* **Available data**:
○ ○ ○ ○
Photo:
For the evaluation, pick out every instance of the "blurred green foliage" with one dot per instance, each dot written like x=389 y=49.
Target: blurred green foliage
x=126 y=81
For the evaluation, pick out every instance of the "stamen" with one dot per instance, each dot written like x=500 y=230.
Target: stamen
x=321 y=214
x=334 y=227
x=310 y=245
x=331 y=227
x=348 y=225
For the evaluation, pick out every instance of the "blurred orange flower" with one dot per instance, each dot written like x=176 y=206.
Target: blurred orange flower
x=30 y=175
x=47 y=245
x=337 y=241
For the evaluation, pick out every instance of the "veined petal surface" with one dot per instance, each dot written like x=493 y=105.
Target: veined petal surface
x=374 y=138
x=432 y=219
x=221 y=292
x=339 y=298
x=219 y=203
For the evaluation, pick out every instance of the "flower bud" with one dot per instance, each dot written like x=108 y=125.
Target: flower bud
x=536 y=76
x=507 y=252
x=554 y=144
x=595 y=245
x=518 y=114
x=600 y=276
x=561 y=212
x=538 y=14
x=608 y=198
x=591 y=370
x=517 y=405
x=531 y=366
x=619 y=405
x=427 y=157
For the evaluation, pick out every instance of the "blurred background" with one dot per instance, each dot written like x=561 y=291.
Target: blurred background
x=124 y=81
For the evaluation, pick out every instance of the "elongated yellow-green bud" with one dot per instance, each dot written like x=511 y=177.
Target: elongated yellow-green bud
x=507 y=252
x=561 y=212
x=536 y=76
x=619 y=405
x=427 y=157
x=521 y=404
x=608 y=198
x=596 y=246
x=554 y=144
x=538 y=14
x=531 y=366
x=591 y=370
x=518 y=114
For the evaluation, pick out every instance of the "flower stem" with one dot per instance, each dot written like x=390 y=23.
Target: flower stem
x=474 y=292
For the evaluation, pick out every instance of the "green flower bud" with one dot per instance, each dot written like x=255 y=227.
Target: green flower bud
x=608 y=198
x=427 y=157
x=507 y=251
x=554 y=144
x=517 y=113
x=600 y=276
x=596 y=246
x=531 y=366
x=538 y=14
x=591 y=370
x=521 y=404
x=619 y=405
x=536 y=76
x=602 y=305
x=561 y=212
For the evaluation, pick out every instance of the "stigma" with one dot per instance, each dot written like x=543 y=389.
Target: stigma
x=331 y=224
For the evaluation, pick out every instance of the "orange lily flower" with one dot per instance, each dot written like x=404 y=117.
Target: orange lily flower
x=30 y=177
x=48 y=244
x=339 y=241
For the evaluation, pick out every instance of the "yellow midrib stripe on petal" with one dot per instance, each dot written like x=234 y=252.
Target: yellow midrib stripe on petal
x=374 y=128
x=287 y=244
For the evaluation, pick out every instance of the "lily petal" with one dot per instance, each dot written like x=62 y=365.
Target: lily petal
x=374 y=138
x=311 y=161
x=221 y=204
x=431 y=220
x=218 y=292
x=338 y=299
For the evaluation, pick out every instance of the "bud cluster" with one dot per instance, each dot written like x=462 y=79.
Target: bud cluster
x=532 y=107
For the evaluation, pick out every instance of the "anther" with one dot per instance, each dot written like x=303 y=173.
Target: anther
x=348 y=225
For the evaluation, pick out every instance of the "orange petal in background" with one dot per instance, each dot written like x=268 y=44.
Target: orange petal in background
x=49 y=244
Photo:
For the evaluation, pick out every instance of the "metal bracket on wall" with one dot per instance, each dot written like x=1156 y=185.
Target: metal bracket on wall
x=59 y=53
○ ○ ○ ○
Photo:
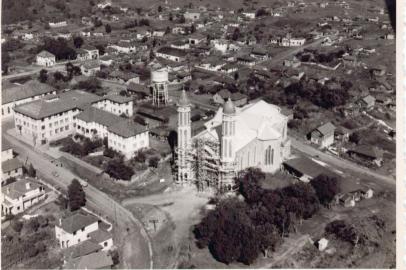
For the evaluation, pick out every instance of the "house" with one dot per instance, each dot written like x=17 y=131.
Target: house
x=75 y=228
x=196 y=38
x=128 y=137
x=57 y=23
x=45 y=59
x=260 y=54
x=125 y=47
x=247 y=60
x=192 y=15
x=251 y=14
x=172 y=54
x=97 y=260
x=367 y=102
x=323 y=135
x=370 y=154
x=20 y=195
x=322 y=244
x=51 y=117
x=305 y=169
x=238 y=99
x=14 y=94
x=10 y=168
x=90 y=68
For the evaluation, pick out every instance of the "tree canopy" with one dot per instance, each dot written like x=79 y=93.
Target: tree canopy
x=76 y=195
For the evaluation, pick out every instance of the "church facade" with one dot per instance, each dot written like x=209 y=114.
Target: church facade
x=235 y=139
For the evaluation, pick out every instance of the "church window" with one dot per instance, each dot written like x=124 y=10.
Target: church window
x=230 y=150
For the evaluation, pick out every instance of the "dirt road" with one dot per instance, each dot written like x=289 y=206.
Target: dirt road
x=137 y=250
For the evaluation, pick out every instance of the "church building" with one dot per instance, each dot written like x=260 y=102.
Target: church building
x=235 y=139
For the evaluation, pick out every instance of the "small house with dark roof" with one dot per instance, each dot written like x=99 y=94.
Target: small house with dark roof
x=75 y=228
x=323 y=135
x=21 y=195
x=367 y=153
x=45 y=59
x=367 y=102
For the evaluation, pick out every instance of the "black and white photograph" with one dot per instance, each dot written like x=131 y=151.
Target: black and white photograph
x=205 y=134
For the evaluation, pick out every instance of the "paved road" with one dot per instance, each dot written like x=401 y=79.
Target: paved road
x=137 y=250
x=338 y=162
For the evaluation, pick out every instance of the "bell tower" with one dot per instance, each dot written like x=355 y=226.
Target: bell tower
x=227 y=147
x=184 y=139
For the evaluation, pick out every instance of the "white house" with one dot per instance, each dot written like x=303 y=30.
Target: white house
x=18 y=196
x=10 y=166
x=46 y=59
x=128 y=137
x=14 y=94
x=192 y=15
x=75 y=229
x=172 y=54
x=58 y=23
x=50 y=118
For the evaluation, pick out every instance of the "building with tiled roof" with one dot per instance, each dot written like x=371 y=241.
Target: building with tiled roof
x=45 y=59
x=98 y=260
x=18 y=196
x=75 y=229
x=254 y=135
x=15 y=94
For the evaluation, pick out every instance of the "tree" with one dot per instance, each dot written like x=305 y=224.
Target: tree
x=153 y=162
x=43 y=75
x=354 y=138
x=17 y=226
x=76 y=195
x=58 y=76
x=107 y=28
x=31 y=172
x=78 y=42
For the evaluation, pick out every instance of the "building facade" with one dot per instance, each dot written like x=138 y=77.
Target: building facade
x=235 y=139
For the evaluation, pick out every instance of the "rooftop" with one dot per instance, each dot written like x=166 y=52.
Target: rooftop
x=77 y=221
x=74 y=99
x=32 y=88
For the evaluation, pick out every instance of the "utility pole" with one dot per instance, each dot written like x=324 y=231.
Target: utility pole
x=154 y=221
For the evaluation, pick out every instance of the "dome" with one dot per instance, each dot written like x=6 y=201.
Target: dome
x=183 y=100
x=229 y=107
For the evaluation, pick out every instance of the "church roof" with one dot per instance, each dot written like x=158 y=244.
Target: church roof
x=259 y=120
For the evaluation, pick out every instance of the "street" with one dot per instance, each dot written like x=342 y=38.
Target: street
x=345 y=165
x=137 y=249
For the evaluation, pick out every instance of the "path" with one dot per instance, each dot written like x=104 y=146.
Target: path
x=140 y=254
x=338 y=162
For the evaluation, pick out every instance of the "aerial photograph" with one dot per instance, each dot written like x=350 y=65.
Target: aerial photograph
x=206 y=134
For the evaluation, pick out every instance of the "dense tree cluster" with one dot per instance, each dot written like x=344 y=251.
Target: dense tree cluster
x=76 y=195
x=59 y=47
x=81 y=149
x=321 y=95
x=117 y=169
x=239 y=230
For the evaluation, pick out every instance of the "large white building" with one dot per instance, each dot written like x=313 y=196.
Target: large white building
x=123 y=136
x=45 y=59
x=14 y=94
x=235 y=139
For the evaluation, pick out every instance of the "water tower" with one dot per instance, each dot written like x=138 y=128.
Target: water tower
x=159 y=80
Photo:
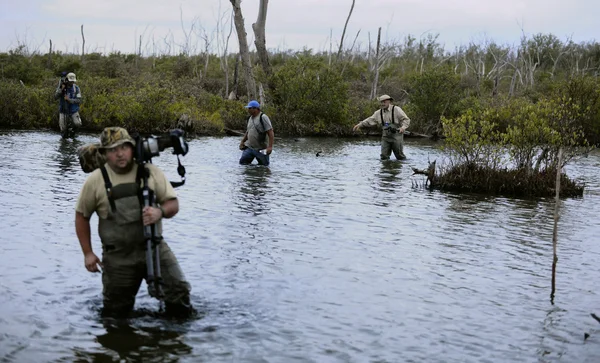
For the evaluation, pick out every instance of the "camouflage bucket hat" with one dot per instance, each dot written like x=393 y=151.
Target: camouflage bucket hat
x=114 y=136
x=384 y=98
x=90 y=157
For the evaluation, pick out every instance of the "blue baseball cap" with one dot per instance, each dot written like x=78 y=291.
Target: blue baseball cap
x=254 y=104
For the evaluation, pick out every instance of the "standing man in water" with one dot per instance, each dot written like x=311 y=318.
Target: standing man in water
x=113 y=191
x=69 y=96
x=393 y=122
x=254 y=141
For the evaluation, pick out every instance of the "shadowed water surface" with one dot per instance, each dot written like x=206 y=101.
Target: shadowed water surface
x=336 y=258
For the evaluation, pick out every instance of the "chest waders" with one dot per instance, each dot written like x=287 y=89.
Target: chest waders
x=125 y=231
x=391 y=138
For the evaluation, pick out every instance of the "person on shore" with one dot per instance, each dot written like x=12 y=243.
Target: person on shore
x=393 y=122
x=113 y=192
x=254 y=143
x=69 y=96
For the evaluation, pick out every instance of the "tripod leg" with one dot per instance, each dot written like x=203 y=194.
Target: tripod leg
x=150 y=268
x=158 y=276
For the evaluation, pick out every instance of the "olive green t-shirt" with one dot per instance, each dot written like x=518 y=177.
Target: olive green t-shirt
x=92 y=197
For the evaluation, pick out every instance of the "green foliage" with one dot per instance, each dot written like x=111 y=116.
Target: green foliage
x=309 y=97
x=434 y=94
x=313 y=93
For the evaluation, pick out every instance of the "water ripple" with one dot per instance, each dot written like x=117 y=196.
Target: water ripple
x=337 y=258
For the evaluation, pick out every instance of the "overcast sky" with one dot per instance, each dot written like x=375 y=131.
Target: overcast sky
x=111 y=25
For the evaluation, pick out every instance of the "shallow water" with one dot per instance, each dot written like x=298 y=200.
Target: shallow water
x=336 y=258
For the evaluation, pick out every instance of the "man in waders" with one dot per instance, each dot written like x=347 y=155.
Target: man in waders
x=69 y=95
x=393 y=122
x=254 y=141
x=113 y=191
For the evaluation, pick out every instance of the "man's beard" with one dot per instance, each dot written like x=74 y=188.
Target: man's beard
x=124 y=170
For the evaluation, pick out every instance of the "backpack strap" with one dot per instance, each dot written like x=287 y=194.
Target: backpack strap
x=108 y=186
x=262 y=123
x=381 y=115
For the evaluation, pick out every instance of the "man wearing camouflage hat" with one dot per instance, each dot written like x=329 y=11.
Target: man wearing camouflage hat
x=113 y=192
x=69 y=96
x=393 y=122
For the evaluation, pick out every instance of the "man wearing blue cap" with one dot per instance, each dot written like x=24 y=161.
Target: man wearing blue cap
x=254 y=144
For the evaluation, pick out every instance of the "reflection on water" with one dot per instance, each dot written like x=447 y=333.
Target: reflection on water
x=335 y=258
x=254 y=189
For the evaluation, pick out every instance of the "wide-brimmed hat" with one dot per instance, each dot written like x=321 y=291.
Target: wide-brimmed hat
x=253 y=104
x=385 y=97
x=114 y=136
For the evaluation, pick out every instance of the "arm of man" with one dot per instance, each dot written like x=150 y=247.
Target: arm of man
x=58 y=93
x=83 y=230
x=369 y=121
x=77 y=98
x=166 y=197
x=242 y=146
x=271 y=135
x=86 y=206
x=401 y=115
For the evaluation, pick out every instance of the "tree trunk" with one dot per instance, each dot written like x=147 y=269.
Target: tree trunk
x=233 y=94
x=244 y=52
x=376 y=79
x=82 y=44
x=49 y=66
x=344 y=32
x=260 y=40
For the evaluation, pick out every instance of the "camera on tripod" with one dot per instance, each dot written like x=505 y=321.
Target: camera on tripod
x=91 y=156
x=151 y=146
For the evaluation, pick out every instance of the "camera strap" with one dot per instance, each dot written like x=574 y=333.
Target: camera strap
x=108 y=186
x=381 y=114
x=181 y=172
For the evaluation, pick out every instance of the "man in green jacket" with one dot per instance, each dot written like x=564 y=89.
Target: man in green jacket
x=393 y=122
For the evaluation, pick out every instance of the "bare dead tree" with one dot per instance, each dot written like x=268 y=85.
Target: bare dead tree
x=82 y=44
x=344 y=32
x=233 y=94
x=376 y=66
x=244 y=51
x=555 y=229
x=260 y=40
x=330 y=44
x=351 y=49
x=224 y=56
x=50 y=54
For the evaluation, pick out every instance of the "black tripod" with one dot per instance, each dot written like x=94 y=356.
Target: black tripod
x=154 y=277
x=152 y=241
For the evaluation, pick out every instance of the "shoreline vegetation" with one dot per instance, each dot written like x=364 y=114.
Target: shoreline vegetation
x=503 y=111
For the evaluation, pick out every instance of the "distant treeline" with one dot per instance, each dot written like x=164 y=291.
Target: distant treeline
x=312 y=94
○ ○ ○ ○
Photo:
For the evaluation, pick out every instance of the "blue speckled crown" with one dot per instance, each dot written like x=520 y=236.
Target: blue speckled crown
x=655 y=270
○ ○ ○ ○
* **Aim of the exercise**: Which lines in the records above contain the word "building"? List each of those lines in full.

* **Written solution**:
For the evaluation, pick out every instance of the "church building" with one dot per instance, each dot written like x=260 y=102.
Target: church building
For the evaluation, pick out every instance of the "building with tiled roof" with one dot per instance, each dot written like x=371 y=241.
Target: building with tiled roof
For the evaluation, pick out every instance of the "building facade" with one dot per instance, each dot written like x=138 y=77.
Target: building facade
For the evaluation, pick out every instance of the "large white building" with one dot per instance, each dot written like x=313 y=196.
Target: large white building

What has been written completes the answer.